## Instructions for the task
Rewrite the entries as a Markdown table with the columns "Row" and "Line", starting with the line that contains "Question. The picture above shows the motorcycle rear" and going on through the end of the entries. Number each row and leave out any blank lines.

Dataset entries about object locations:
::::
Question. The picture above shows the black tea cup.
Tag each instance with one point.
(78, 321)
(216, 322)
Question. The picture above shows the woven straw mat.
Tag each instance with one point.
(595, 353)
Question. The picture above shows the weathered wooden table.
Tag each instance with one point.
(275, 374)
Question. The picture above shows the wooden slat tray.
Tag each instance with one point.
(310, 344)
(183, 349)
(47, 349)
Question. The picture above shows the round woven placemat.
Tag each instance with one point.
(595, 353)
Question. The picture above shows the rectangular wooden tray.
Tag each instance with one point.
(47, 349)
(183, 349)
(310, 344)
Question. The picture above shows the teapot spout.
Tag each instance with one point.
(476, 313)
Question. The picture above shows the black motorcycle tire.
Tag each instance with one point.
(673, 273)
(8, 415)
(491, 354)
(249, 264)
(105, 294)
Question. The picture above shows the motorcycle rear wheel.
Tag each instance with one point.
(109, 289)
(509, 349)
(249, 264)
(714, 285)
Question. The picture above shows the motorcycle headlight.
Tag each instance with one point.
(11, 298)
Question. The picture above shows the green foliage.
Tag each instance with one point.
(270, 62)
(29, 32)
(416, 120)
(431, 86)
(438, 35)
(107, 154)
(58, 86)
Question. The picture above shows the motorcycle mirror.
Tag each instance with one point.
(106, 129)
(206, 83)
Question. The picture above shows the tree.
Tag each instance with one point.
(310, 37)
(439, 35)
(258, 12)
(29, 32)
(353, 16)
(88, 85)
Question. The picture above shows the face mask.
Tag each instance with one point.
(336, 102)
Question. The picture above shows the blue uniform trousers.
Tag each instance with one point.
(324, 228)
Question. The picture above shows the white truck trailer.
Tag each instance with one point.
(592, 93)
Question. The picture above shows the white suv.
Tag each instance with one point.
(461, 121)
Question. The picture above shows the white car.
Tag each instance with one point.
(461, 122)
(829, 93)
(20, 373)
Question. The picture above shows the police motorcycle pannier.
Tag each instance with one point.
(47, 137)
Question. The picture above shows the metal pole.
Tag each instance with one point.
::::
## Response to this exercise
| Row | Line |
|---|---|
| 1 | Question. The picture above shows the motorcycle rear wheel. |
| 2 | Tag each instance with one point. |
| 3 | (109, 289) |
| 4 | (509, 349) |
| 5 | (249, 264) |
| 6 | (714, 285) |
| 7 | Question. The picture above shows the motorcycle headlight. |
| 8 | Tag each instance with one point. |
| 9 | (11, 298) |
| 10 | Question. The picture above shows the green foliage. |
| 11 | Tag each instance with one point. |
| 12 | (270, 62) |
| 13 | (29, 32) |
| 14 | (416, 120) |
| 15 | (431, 86) |
| 16 | (438, 35) |
| 17 | (107, 154) |
| 18 | (58, 86) |
| 19 | Question. The picture above shows the motorcycle mirror. |
| 20 | Tag each instance with one point. |
| 21 | (106, 129) |
| 22 | (206, 83) |
| 23 | Question. The picture above shows the tree. |
| 24 | Tag each instance with one point. |
| 25 | (310, 37) |
| 26 | (439, 35) |
| 27 | (258, 12) |
| 28 | (29, 32) |
| 29 | (353, 16) |
| 30 | (88, 85) |
| 31 | Question. The picture above shows the face mask. |
| 32 | Tag each instance with one point. |
| 33 | (336, 102) |
| 34 | Question. The picture above shows the blue uniform trousers. |
| 35 | Tag each instance with one point. |
| 36 | (324, 228) |
| 37 | Question. The picture above shows the white truck trailer. |
| 38 | Tag each instance with one point. |
| 39 | (592, 93) |
| 40 | Question. The picture above shows the white suv. |
| 41 | Tag each instance with one point. |
| 42 | (461, 121) |
| 43 | Question. The picture above shows the white car. |
| 44 | Tag each instance with one point. |
| 45 | (461, 122) |
| 46 | (829, 93) |
| 47 | (20, 373) |
| 48 | Question. The picture above shows the police motorcycle pannier. |
| 49 | Tag each instance with one point. |
| 50 | (47, 137) |
| 51 | Question. The picture above shows the metal pole. |
| 52 | Tag each instance with one point. |